◆ **What you have to do**:
Find each line in the rows below that contains the string "tree" and copy it out in full. Case counts, so only exact matches qualify.
>> START Data entries
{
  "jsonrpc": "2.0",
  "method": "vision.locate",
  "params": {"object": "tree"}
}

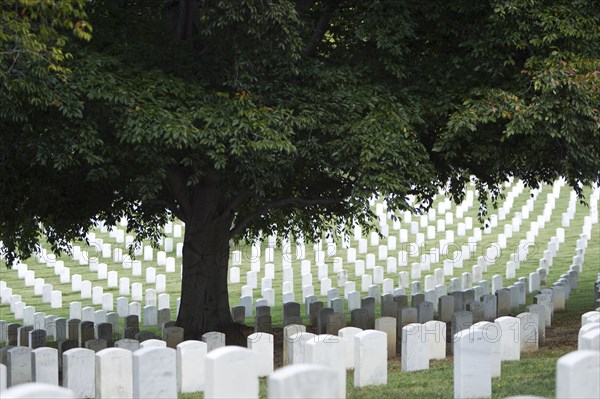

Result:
[0,0,600,339]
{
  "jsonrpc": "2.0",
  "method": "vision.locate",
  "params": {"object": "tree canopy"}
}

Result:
[0,0,600,338]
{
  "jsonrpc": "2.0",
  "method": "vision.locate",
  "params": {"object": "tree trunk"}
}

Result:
[177,184,245,346]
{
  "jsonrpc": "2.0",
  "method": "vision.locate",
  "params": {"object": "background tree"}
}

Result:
[0,0,600,339]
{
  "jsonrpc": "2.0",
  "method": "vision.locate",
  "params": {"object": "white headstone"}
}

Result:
[204,346,258,399]
[247,332,274,377]
[96,348,133,399]
[62,348,96,398]
[305,335,344,398]
[354,330,386,388]
[133,347,177,399]
[267,364,340,399]
[401,323,429,371]
[453,328,492,399]
[177,340,207,393]
[494,316,521,361]
[556,350,600,399]
[31,347,58,385]
[0,383,77,399]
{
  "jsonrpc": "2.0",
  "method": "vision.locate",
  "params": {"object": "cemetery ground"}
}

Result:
[0,182,600,398]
>> END Data entries
◆ **Answer to the exercise**:
  "params": {"object": "tree"}
  "params": {"object": "tree canopy"}
  "params": {"object": "tree trunk"}
  "params": {"object": "background tree"}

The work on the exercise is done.